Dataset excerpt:
──────────────────────────────
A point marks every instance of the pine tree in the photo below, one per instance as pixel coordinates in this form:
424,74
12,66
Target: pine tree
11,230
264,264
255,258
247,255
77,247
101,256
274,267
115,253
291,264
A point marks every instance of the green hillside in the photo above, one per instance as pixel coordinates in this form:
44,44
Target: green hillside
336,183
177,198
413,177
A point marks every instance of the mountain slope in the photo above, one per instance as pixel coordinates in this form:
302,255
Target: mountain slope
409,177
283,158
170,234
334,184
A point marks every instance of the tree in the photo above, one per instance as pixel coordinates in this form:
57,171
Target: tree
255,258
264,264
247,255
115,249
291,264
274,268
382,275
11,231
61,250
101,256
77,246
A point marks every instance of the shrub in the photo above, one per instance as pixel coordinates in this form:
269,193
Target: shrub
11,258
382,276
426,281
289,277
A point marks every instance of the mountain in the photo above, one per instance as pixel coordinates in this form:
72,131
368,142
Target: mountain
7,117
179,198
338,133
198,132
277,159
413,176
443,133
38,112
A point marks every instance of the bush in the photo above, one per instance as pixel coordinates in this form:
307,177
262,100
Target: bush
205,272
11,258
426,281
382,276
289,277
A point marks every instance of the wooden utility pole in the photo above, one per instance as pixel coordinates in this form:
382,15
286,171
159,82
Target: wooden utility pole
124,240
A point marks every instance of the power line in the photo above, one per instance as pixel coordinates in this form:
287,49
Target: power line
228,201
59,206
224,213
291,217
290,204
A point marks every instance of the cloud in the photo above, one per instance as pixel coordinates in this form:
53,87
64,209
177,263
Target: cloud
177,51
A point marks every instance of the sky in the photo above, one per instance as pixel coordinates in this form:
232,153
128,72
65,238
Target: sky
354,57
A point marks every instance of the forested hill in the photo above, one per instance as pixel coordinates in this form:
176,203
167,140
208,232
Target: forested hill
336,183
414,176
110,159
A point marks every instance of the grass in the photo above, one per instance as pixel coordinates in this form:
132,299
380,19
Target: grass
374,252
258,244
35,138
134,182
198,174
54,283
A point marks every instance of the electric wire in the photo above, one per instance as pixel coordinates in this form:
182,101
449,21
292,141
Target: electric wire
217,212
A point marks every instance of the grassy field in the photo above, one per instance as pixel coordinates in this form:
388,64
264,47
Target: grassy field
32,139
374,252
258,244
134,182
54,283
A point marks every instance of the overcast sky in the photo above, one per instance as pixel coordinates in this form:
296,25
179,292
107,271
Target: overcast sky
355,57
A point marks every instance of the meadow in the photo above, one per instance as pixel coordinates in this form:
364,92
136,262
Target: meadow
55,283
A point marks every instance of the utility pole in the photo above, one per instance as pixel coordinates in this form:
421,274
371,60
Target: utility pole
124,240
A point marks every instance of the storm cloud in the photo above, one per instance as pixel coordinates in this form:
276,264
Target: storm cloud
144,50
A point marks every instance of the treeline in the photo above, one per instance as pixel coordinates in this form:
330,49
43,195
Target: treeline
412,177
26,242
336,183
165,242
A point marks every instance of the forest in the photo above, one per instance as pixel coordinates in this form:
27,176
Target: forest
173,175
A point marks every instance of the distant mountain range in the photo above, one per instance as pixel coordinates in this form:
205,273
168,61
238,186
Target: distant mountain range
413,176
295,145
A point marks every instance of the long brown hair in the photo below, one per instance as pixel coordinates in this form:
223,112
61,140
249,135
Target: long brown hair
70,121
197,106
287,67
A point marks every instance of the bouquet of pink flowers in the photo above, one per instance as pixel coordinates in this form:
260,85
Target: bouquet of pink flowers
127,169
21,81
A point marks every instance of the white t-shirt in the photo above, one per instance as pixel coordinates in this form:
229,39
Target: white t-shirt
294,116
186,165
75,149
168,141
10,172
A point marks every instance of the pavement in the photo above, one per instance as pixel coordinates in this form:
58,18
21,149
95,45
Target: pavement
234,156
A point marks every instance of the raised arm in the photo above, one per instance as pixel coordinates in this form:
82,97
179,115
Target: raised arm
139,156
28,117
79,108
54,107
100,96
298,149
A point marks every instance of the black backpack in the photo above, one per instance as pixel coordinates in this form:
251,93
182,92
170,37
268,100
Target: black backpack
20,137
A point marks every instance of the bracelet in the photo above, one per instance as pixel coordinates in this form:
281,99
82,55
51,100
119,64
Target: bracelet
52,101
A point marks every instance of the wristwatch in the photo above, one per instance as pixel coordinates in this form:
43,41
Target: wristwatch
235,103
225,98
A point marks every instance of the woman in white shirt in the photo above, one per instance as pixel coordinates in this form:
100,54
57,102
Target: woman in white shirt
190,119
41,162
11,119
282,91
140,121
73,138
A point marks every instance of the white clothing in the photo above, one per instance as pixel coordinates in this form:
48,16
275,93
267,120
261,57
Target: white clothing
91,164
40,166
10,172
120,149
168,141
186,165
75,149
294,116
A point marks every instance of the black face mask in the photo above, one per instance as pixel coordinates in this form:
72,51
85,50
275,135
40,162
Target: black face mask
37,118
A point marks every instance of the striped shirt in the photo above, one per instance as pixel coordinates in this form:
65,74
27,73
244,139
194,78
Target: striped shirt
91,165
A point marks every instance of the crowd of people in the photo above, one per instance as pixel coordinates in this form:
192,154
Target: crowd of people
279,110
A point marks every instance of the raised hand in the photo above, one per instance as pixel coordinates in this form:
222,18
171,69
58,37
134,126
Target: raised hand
──────────────────────────────
(SET TASK):
Copy the data word for word, starting at the line that contains "A point marks every instance of the white clothing" and ending after the final line of the data, with both of those lines included.

(FINISHED TASK):
A point marks every instance of the white clothing in the photo above, one per instance as pixel coordinates in this form:
48,16
275,93
267,120
261,57
Target: white clothing
91,164
40,166
10,172
120,149
168,141
186,165
75,149
294,116
A point marks every instance of the black face mask in the photo above, one per instance as pixel coordinates in this form:
72,51
85,50
275,135
40,162
Target: black face mask
37,118
A point marks every instance of the striped shirt in the photo above, one per instance as pixel coordinates in this form:
65,74
27,73
244,139
194,78
Target: striped shirt
91,165
A point marks every instance of the crowd of people in the photo above, one per instance as pixel coordinates in this form:
192,154
Target: crowd of people
279,110
A point marks every instance of the raised hand in the photo above, one per instance as pixel coordinates in this form:
222,18
171,69
58,37
134,126
Target: raised hand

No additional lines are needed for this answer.